(Estratto pagina):
++++++++++++++++++++

La mostra "The New Orchestra" al Museo Nazionale della Montagna di Torino

Humming from the Mountains, 2025 Courtesy l’artista e Museo Nazionale della Montagna, Torino 2025 © Mariano Dallago
Humming from the Mountains, 2025 Courtesy l’artista e Museo Nazionale della Montagna, Torino 2025 © Mariano Dallago
C’è un’armonia silenziosa che abita le montagne. Una musica fatta di relazioni, di lavoro condiviso, di gesti lenti e necessari: elementi che nel tempo hanno generato forme di comunità resilienti e solidali. È da questa consapevolezza che prende vita The New Orchestra. Dalle comunità montane alla comunità del futuro, la nuova mostra del Museo Nazionale della Montagna di Torino a cura di Andrea Lerda e visitabile fino al 31 maggio 2026.

++++++++++++++++++++

(Estratto dati):
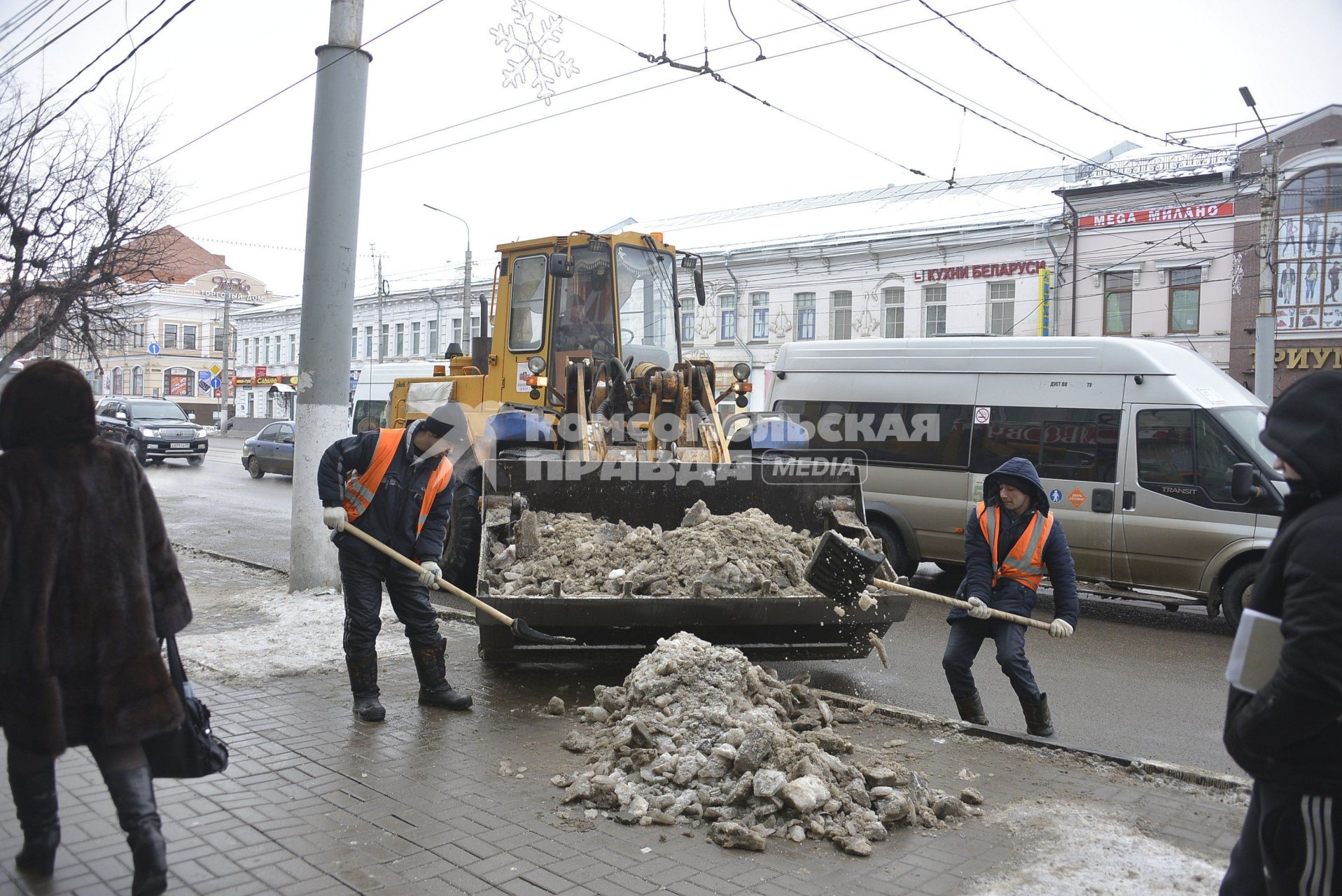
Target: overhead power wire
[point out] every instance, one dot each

++++++++++++++++++++

(Problema proposto): Ricopia per intero il testo sulla mostra "The New Orchestra", senza modificare nulla.

(Risposta):
La mostra "The New Orchestra" al Museo Nazionale della Montagna di Torino

Humming from the Mountains, 2025 Courtesy l’artista e Museo Nazionale della Montagna, Torino 2025 © Mariano Dallago
Humming from the Mountains, 2025 Courtesy l’artista e Museo Nazionale della Montagna, Torino 2025 © Mariano Dallago
C’è un’armonia silenziosa che abita le montagne. Una musica fatta di relazioni, di lavoro condiviso, di gesti lenti e necessari: elementi che nel tempo hanno generato forme di comunità resilienti e solidali. È da questa consapevolezza che prende vita The New Orchestra. Dalle comunità montane alla comunità del futuro, la nuova mostra del Museo Nazionale della Montagna di Torino a cura di Andrea Lerda e visitabile fino al 31 maggio 2026.